*Task requirements*:
Rewrite every line of the items below, keeping each request as it is, and raise every point coordinate in the answers by 23.

(Collected data)
---

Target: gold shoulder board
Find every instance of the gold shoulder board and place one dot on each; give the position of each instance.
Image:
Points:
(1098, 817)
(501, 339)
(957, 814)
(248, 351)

---

*The completed task*:
Target: gold shoulder board
Find every instance of the gold shoulder board and place one dot on each; give the position of each instance.
Image:
Points:
(1121, 840)
(524, 362)
(980, 837)
(271, 374)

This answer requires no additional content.